▸ Work instructions
**A.** Can you echo the part of the BANI article starting with "Ask Alto: What" and going on through "What was VUCA?"?
**B.** Answer these questions using the BANI article:
(i) What four words does the acronym BANI stand for?
(ii) Where and when did the term VUCA originate?
(iii) Who called VUCA the "prime explanatory framework for the challenges in our daily lives"?
**C.** Does the BANI article support each statement below? Answer yes or no, and quote the words that decide it.
(i) Jamais Cascio wrote about his BANI concept in 2020.
(ii) VUCA spread through military leadership in the 1970s.
(iii) Cascio says VUCA came to depict our default condition.

▸ Reading passage
********************

Ask Alto: What is BANI and should people care?

September 27, 2022 Share this article:

Ask Alto

“For so many around the world, things are too strange, too out of control, too immense, and too fragile to even begin to imagine appropriate responses.”

So says futurist Jamais Cascio, writing in 2020 about his BANI concept. The acronym, which stands for Brittle, Anxious, Non-Linear, and Incomprehensible, is a tool to understand the “age of chaos” in which we live and is Cascio’s suggested successor to a previous acronym touted as a way of looking at the world (and at business): VUCA

What was VUCA?

The term (which stands for Volatile, Uncertain, Complex, and Ambiguous) was born in the work of the US Army War College in the late 1980s. It then spread through military leadership in the 1990s. Tech writer Stefan Mitzkus says VUCA was the “prime explanatory framework for the challenges in our daily lives”. The concept had become common among people working in strategy and planning by the start of the 21st century, Cascio says. Tools like futures thinking and scenarios were used to allow people and businesses to think and work within a VUCA environment.

So why doesn’t VUCA work anymore?

Cascio says VUCA became a depiction of our default condition and was telling us nothing new. But, he says, things have changed: “we’re no longer happily bubbling along, the boiling has begun”. The BANI framework seeks to illustrate the scale of the disruptions under way, and to enable consideration of what kinds of responses would be useful.

********************

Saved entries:
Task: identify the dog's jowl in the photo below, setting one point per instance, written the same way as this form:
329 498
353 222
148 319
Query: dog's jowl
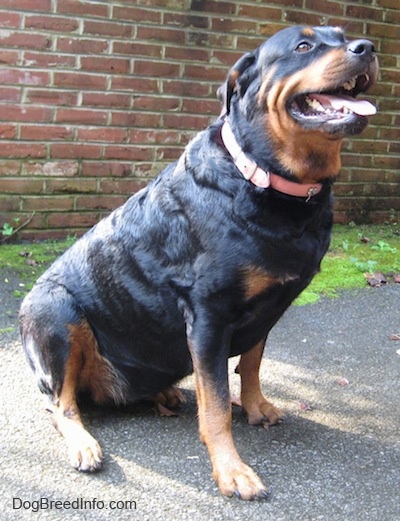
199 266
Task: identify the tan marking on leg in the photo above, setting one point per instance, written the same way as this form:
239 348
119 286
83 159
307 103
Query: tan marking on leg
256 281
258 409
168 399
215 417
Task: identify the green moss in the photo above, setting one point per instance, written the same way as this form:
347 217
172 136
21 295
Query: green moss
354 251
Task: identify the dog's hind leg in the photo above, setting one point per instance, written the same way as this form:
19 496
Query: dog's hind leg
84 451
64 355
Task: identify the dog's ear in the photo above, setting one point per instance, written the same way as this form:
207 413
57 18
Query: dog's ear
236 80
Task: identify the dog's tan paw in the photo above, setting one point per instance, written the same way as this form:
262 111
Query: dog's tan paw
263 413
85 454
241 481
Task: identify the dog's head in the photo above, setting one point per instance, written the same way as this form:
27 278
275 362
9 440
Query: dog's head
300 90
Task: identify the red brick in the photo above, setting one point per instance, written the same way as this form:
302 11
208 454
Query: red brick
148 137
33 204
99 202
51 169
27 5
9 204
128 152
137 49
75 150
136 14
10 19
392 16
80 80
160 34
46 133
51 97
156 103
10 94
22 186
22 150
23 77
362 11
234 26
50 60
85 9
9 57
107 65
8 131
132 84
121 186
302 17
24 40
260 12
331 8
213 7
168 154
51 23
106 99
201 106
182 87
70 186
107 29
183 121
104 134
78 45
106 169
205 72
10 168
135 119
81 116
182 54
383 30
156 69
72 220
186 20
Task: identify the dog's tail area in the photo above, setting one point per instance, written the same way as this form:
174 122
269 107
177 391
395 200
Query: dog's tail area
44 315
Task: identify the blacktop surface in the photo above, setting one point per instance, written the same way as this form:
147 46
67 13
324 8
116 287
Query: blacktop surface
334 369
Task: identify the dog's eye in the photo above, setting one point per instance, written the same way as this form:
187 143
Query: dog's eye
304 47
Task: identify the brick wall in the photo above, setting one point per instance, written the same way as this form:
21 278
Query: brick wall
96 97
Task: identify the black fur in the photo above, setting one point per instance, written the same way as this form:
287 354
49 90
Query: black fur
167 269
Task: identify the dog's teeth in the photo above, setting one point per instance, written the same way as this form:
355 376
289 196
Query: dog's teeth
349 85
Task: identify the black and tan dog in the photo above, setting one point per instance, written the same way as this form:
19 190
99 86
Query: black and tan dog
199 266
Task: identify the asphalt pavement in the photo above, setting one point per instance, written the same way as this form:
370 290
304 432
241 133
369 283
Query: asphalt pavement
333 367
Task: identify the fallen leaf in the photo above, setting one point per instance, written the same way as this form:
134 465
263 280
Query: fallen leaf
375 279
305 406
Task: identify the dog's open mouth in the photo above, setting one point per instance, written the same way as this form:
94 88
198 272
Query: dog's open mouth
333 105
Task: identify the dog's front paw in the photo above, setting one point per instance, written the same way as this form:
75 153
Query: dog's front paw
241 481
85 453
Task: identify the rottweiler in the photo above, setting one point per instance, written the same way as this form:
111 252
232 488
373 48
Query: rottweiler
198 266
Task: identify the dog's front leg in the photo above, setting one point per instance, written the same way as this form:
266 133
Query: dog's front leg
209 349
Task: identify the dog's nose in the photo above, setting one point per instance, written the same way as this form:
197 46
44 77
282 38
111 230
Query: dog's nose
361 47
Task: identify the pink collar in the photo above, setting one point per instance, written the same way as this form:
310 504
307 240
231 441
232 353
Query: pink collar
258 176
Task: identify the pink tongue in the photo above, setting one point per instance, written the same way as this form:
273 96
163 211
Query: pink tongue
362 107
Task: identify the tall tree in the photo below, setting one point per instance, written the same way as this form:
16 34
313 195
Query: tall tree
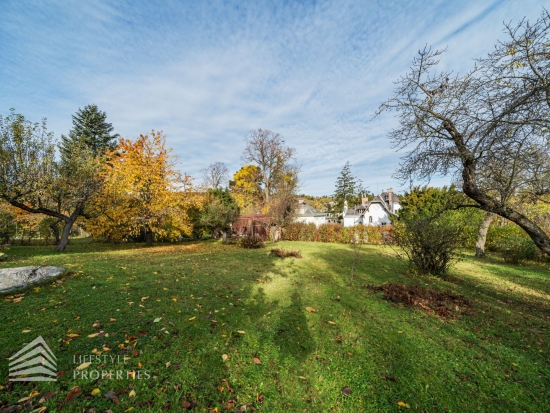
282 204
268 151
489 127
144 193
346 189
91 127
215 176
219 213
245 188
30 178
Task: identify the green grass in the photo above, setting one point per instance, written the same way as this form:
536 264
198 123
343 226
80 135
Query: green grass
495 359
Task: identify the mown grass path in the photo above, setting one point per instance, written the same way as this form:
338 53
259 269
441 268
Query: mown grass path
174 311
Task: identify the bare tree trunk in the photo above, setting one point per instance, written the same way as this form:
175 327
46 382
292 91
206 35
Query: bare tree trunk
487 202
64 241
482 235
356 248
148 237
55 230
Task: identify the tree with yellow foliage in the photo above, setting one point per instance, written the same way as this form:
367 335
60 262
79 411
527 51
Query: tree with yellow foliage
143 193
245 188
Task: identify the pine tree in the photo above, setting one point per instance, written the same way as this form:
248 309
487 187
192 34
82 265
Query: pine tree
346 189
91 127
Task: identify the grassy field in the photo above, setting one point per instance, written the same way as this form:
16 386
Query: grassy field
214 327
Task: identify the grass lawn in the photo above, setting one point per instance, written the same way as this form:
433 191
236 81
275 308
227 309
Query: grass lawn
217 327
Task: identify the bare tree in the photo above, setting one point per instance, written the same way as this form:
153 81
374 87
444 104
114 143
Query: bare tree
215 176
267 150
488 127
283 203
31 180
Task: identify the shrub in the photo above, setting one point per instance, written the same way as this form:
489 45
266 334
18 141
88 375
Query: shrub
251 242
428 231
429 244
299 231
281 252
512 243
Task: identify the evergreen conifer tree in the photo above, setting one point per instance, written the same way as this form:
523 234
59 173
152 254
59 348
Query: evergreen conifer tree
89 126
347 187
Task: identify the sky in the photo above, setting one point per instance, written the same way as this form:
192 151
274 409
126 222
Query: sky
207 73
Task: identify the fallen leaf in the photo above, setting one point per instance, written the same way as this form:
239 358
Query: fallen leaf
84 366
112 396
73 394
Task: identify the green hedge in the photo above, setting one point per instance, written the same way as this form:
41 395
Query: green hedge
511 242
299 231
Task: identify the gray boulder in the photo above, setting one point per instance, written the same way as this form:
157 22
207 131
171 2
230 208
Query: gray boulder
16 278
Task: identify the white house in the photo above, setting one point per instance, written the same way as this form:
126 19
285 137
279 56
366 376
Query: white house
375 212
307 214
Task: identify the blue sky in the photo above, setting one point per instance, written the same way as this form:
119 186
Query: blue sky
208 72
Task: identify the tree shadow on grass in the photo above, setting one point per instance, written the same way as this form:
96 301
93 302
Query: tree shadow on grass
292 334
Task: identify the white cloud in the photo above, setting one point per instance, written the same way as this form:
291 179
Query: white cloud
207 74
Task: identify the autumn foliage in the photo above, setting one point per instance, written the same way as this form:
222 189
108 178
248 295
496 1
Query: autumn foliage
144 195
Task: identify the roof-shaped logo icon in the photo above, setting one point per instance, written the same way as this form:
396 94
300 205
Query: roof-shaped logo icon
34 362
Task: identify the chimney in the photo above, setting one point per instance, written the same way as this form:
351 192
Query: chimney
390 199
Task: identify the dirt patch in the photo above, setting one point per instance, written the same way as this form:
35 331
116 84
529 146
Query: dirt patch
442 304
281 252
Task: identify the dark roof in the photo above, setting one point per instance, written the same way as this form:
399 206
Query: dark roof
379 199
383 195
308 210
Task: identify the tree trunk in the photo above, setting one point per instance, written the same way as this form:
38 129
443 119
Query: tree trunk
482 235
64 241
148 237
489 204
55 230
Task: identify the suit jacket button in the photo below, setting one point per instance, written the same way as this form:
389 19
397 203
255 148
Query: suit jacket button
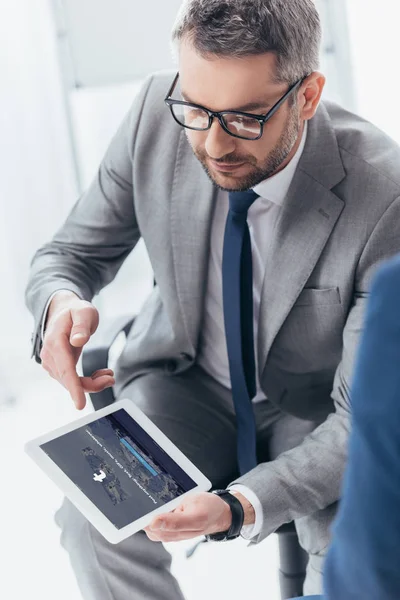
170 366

********************

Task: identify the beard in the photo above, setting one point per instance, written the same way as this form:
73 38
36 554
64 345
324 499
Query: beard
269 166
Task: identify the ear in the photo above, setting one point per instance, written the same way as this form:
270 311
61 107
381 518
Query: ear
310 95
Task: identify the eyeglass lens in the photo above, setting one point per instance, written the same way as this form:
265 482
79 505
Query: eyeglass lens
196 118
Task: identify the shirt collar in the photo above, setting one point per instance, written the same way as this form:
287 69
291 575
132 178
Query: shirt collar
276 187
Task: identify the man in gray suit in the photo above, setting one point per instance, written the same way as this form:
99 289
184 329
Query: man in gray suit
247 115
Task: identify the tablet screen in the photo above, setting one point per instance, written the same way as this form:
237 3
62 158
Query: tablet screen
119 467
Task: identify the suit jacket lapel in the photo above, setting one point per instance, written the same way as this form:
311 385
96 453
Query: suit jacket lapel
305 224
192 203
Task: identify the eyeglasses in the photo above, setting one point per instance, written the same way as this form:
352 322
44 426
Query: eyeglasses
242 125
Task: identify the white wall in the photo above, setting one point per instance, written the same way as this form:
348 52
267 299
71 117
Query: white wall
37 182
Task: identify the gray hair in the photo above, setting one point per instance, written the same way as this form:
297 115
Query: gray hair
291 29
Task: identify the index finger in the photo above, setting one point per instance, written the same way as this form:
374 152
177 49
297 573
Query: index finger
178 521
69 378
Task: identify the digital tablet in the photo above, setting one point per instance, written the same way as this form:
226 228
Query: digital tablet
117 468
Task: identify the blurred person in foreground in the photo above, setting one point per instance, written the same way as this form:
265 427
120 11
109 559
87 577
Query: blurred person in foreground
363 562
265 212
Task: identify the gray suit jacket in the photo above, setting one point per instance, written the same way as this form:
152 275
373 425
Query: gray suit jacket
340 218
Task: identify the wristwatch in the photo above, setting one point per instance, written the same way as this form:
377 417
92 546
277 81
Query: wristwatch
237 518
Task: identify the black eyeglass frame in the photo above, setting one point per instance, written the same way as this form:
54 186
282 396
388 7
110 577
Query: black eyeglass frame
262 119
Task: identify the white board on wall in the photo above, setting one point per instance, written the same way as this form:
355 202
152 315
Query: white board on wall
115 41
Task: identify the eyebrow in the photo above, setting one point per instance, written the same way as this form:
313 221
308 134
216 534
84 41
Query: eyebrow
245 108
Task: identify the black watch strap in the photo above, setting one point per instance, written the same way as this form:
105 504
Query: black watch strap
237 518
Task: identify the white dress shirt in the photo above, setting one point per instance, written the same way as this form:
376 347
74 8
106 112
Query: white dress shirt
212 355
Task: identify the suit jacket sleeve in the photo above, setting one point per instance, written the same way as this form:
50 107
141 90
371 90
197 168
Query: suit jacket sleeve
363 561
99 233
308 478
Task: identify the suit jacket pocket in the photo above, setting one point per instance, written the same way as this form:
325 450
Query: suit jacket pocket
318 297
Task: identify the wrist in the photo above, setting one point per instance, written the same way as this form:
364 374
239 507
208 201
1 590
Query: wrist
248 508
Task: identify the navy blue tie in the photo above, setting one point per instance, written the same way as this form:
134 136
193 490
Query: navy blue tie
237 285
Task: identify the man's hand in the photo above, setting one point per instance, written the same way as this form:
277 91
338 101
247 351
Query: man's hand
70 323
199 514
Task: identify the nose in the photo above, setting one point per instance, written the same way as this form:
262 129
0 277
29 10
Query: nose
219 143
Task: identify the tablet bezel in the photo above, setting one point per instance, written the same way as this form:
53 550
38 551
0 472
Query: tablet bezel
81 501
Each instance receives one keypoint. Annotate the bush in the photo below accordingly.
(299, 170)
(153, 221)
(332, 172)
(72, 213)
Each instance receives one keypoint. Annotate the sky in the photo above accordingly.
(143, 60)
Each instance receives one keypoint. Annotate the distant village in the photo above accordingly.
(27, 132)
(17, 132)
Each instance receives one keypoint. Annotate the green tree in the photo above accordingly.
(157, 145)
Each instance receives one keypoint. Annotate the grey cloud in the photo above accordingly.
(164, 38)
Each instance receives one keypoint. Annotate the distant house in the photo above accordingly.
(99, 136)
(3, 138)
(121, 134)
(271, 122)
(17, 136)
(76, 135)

********************

▸ Answers by item
**A.**
Ask Alto: What is BANI and should people care?

September 27, 2022 Share this article:

Ask Alto

“For so many around the world, things are too strange, too out of control, too immense, and too fragile to even begin to imagine appropriate responses.”

So says futurist Jamais Cascio, writing in 2020 about his BANI concept. The acronym, which stands for Brittle, Anxious, Non-Linear, and Incomprehensible, is a tool to understand the “age of chaos” in which we live and is Cascio’s suggested successor to a previous acronym touted as a way of looking at the world (and at business): VUCA

What was VUCA?

**B.**
(i) Brittle, Anxious, Non-Linear, and Incomprehensible.
(ii) In the work of the US Army War College in the late 1980s.
(iii) Tech writer Stefan Mitzkus.

**C.**
(i) Yes: "writing in 2020 about his BANI concept"
(ii) No: "It then spread through military leadership in the 1990s."
(iii) Yes: "Cascio says VUCA became a depiction of our default condition"